------ EXTRACT PROVIDED

I'm not for Condi for any of the "reasons" listed above. Everything needed in the foreign policy, and national security policy fields was encompassed by the Cold War, so it's actually the perfect base for her part in the Bush administration. For POTUS, you need an understanding of retail politics, thus the Sam Rayburn line vis the Kennedy cabal, "I wish one of them had once run for county sheriff." She's smart enough to know this
G is the choice of party hacks, because he'll do well in a general if he can hold the base. If your only aim is to hold power, then he da man. Some of us desire more.
Richardson an able administrator? Loved the job he did at the AEC. Is there anything the Chinese don't know about our atomic weapons now? He's a democrat hack.
Casca at February 21, 2007 10:33 AM
I truly sympathize with the blogger's anger.
The harsh reality is this: Most Americans, especially voters, do not care about Sunnis killing Shias. Vice versa. They do care about US soldiers dying in the middle of a sectarian war.

------------
------ INFORMATION SUPPLIED

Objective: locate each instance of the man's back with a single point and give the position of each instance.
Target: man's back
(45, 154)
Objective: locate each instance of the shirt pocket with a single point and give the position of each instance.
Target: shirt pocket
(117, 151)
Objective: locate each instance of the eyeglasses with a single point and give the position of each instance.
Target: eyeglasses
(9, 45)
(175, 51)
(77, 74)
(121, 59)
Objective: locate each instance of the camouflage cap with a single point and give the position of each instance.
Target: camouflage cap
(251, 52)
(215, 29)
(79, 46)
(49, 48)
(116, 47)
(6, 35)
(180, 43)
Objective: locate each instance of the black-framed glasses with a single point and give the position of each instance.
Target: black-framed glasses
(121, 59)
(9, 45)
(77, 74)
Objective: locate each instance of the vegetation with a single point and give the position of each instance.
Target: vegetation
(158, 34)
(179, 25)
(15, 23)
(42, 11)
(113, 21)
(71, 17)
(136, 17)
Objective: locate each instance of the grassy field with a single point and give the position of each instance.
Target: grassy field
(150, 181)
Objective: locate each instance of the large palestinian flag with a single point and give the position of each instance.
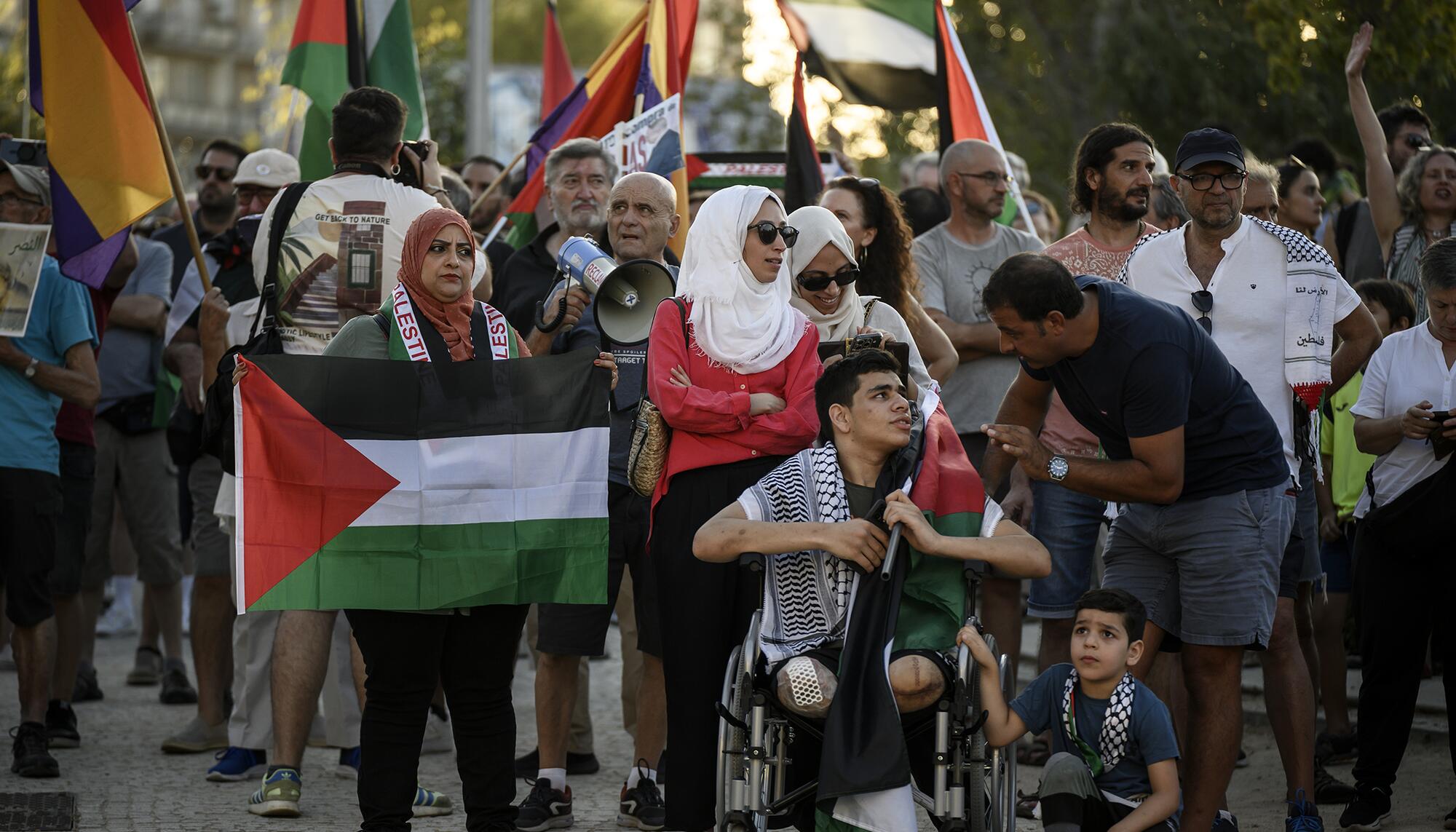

------------

__EXERCISE TASKS__.
1 > Answer these questions about the political blog comments, one line each:
(a) What line does the text attribute to Sam Rayburn about the Kennedy cabal?
(b) Which agency is mentioned in the comment about Richardson?
(c) According to the last comment, what do Americans care about?
2 > Reproduce the passage of the political blog comments starting with "I'm not for" and going on through "the blogger's anger.".
3 > Pick up the political blog comments after their last sentence and continue them.

__ANSWERS IN ORDER__.
1 >
(a) "I wish one of them had once run for county sheriff."
(b) The AEC.
(c) US soldiers dying in the middle of a sectarian war.

2 >
I'm not for Condi for any of the "reasons" listed above. Everything needed in the foreign policy, and national security policy fields was encompassed by the Cold War, so it's actually the perfect base for her part in the Bush administration. For POTUS, you need an understanding of retail politics, thus the Sam Rayburn line vis the Kennedy cabal, "I wish one of them had once run for county sheriff." She's smart enough to know this
G is the choice of party hacks, because he'll do well in a general if he can hold the base. If your only aim is to hold power, then he da man. Some of us desire more.
Richardson an able administrator? Loved the job he did at the AEC. Is there anything the Chinese don't know about our atomic weapons now? He's a democrat hack.
Casca at February 21, 2007 10:33 AM
I truly sympathize with the blogger's anger.

3 >
I knew the blood feuds would happen. Why? Would Sunni and Shias bury the hatchet and look to a future Iraq without Hussein. Highly unlikely.
What were the qualifications for any Iraqi to work for Saddam Hussein? You had to do 2 things:
1. Murder someone from your own tribe.
2. Murder someone from an opposing tribe.
That was the prerequisite before being hired. So the future employee would look to the very scary Hussein and his Ba'th tribe for protection from the 2 blood feuds. Now this has been in practice nationwide since 1979, officially. Some say it was in practice since 1968, when Hussein was the secret police chief/vice president under his cousin Ahmed Hassan al-Bakr's presidency. How many ordered executions would follow after the person was hired?
A lot of blood feuds are going to be repaid at a tremendous price before peace is achieved.
Any future POTUS is going to have to figure out:
1. Reduce the number of deaths of US soldiers without leaving the area.
2. Try to encourage a peaceful end of the insurgency between the main sectarian groups.
The first option is the only goal any POTUS needs to achieve at all costs. The second is just a symbolic gesture.
Joe at February 21, 2007 10:42 AM
> thus the Sam Rayburn line vis
> the Kennedy cabal,
Point well taken, but Matthews and others noted that what followed was the pinnacle of retail politics, the Johnson administration. (Texans!) And look what happened. We'll always be tempted by people who haven't made a living in politics.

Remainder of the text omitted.